P‑209 DÉBOURS D'AVOCATS

           

Date d'émission

Le 11 mars 1997

Version finale le 7 octobre 98

 

[...]

 

Date d'entrée en vigueur

 

            Le 1er janvier 1991 pour la TPS

            Le 1er avril 1997 pour la TVH

 

[...]

 

Question et décision

 

Dans le présent énoncé de politique, l'expression « débours d'avocat » se rapporte aux dépenses pouvant être engagées par un avocat pendant la prestation de services juridiques, puis être remboursées à l'avocat par un client particulier. [...]

 

Dans le présent énoncé de politique, les débours sont classés en deux catégories distinctes, selon qu'ils ont été « effectués à titre de mandataire » ou « non effectués à titre de mandataire ». L'expression « effectué à titre de mandataire » signifie que le débours est généralement effectué par l'avocat en sa qualité de mandataire d'un client donné. C'est pourquoi le remboursement subséquent par le client n'est pas assujetti à la taxe sur les produits et services/taxe de vente harmonisée (TPS/TVH).

-------------------------

**Défi**
Traduisez en anglais cette phrase de l'énoncé sur les débours d'avocats : « C'est pourquoi le remboursement subséquent par le client n'est pas assujetti à la taxe sur les produits et services/taxe de vente harmonisée (TPS/TVH). »

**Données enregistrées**
-------------------------

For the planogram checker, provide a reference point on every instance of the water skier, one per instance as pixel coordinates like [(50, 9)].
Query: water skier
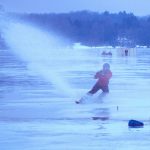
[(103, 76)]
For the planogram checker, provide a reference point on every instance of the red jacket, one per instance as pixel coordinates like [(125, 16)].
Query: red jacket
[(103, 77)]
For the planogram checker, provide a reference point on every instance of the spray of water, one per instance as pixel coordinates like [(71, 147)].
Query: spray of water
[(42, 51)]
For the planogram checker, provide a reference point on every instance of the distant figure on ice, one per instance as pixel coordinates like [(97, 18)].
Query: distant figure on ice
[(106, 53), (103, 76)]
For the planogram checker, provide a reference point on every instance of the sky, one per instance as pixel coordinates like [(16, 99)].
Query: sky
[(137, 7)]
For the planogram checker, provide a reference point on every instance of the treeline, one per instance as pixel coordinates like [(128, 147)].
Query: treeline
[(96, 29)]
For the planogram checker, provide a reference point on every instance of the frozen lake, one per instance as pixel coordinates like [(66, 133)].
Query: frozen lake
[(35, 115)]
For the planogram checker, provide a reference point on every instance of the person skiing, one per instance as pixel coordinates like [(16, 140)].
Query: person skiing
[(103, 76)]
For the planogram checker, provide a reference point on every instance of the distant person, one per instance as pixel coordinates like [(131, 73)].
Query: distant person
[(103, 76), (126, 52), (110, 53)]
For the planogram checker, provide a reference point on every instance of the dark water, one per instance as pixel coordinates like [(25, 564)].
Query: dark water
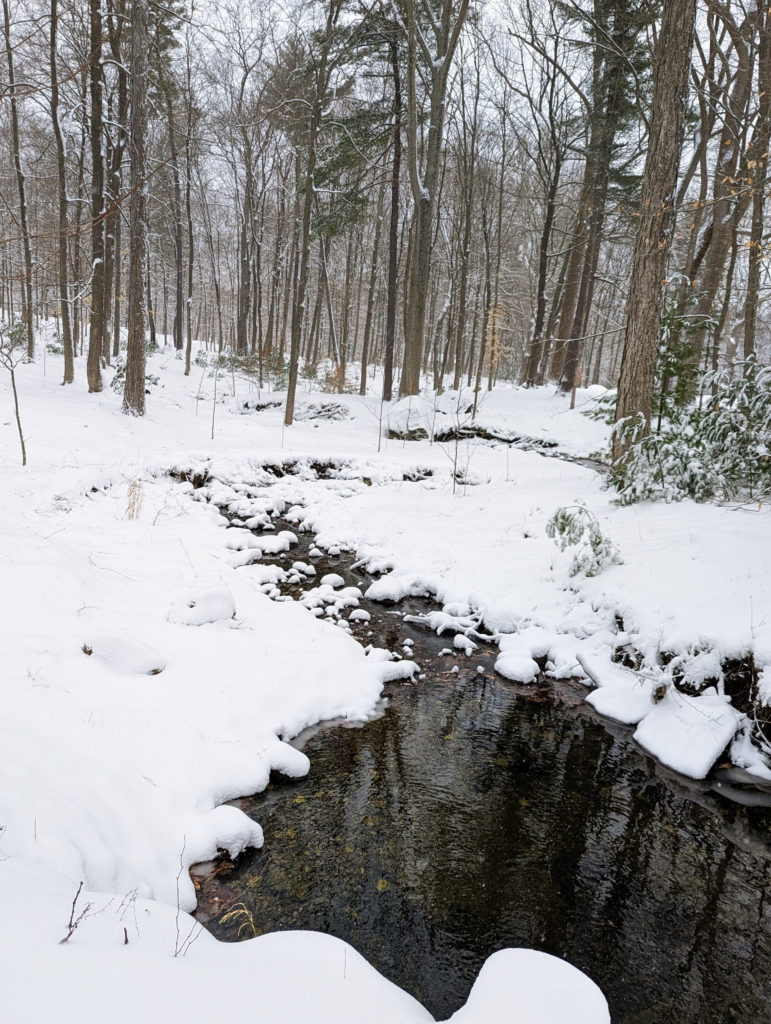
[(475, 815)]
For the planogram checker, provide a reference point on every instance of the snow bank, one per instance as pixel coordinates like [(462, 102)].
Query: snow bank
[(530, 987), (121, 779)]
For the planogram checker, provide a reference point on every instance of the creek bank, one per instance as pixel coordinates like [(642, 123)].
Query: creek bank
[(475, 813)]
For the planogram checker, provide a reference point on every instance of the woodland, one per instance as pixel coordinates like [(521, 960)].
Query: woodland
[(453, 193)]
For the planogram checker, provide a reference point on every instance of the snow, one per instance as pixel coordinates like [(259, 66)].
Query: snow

-------------------------

**Exercice corrigé**
That is why the subsequent reimbursement by the client is not subject to the goods and services tax/harmonized sales tax (GST/HST).